▶ [GIVEN RECORDS]:
-- -- --
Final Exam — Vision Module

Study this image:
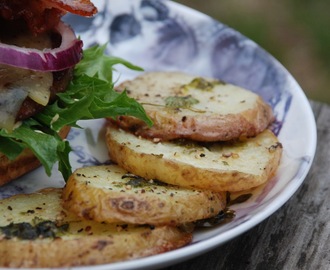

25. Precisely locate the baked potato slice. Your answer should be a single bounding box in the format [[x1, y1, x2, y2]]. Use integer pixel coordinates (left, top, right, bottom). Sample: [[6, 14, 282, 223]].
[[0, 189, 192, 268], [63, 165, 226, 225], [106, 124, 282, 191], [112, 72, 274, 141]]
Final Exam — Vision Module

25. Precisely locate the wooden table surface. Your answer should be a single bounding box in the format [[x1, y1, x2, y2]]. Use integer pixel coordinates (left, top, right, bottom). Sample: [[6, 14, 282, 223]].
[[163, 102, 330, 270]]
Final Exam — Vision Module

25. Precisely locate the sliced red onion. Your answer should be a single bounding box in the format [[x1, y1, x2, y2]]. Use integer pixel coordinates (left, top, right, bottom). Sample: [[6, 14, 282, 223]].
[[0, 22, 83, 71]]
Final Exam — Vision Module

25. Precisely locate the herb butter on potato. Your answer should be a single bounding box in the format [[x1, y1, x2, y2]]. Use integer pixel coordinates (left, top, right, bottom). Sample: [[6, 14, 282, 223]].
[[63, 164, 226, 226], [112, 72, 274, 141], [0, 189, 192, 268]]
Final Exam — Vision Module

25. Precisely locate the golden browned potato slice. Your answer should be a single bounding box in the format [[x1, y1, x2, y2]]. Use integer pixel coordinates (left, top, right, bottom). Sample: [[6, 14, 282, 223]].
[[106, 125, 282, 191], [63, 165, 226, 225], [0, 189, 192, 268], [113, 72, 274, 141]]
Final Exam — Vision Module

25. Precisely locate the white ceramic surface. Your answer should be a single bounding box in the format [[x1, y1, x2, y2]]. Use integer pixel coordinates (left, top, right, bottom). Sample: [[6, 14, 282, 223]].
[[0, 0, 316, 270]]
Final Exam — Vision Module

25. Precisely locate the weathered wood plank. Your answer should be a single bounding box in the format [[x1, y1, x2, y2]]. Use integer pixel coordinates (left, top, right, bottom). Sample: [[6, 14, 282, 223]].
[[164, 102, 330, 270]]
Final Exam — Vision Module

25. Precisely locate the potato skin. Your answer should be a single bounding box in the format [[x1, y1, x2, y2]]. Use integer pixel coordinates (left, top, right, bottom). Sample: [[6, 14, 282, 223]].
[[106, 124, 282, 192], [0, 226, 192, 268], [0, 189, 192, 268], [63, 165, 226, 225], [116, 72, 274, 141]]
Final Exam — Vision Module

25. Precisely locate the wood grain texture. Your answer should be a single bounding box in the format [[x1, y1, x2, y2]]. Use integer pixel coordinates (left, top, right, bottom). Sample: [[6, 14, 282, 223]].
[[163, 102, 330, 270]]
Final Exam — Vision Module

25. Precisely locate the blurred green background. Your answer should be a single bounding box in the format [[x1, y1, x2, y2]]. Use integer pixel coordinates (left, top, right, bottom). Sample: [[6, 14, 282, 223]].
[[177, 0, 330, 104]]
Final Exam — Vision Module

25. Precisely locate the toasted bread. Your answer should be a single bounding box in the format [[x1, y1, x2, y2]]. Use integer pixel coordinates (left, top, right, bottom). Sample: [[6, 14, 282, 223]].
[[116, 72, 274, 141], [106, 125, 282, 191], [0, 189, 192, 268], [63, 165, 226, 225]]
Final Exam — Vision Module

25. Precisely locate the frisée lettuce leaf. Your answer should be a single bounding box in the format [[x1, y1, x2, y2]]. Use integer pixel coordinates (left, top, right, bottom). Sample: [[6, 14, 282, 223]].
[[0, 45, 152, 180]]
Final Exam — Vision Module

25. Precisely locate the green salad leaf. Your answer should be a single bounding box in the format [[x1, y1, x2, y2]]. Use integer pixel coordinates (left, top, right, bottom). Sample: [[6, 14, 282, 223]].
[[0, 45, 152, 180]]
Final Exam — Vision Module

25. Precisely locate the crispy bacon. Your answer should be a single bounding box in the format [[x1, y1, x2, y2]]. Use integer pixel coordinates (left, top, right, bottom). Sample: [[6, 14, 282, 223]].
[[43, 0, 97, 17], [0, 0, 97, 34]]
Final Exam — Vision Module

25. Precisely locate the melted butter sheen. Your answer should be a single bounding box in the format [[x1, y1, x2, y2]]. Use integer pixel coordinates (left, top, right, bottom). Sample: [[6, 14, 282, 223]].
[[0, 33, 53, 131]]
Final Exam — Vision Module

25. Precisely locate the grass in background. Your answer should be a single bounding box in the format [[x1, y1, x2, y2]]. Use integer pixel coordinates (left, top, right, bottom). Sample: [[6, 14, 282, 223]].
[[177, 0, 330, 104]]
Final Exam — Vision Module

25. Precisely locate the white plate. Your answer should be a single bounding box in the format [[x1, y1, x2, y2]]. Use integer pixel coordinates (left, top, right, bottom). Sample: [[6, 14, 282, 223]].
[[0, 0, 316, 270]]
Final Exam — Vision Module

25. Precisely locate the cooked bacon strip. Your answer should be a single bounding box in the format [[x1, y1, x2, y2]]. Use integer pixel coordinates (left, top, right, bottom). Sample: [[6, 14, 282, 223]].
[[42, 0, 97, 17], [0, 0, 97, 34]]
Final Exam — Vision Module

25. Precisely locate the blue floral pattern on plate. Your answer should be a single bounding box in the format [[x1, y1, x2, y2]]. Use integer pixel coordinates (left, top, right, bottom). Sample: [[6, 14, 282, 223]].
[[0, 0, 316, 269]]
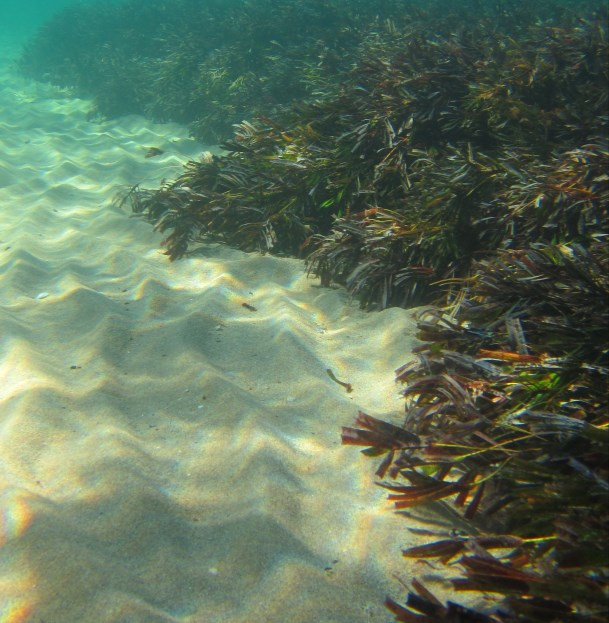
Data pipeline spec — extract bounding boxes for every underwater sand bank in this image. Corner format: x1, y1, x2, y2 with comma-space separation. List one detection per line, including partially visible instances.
-- -- --
▶ [GOAL]: How many lines in the rows above contain the string "leaf"? Match case exactly, and reply with the number alone.

▶ [FINAL ANSWER]: 2